* Start Supplied data *

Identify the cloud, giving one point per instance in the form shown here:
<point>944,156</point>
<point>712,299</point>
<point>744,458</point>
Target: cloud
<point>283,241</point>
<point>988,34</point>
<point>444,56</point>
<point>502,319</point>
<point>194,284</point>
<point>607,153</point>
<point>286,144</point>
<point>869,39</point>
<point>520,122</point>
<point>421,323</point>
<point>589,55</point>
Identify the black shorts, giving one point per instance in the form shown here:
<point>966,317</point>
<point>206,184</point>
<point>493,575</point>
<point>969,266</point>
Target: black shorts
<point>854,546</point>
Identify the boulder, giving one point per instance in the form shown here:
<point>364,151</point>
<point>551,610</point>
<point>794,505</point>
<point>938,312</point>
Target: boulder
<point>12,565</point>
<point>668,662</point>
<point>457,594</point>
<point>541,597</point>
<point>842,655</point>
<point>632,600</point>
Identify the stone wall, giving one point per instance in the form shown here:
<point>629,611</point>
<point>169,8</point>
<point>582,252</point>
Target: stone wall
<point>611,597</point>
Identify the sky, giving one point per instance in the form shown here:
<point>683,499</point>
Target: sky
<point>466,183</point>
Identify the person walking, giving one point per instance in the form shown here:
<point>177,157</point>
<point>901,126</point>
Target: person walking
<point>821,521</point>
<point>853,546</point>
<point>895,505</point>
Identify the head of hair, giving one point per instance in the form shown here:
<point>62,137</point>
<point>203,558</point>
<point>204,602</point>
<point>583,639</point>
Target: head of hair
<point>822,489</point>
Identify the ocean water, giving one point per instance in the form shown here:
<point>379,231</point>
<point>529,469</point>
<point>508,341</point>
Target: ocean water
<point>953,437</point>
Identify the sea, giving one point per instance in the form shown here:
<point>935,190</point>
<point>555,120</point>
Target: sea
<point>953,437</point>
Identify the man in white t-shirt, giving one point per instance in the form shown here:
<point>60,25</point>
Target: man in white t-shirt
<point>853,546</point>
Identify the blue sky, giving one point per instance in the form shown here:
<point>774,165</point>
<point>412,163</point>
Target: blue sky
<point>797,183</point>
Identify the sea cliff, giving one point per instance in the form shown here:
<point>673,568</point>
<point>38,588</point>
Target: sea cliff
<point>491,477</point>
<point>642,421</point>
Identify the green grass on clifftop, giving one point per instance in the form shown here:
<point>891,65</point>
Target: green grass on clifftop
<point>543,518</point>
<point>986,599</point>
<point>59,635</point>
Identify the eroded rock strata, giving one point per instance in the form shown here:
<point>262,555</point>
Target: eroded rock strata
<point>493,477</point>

* End Supplied data *

(Task prompt) Turn the items, starting with the first line and going on through the line with "<point>520,122</point>", into a JSON list of strings with one string per line and no blank lines.

(Exercise result)
[
  "Identify the cloud, giving one point per instance in the form shown here:",
  "<point>944,156</point>",
  "<point>712,299</point>",
  "<point>744,458</point>",
  "Target: cloud",
  "<point>283,241</point>",
  "<point>988,34</point>",
  "<point>444,56</point>",
  "<point>502,319</point>",
  "<point>194,284</point>",
  "<point>607,153</point>",
  "<point>286,144</point>",
  "<point>869,39</point>",
  "<point>520,122</point>"
]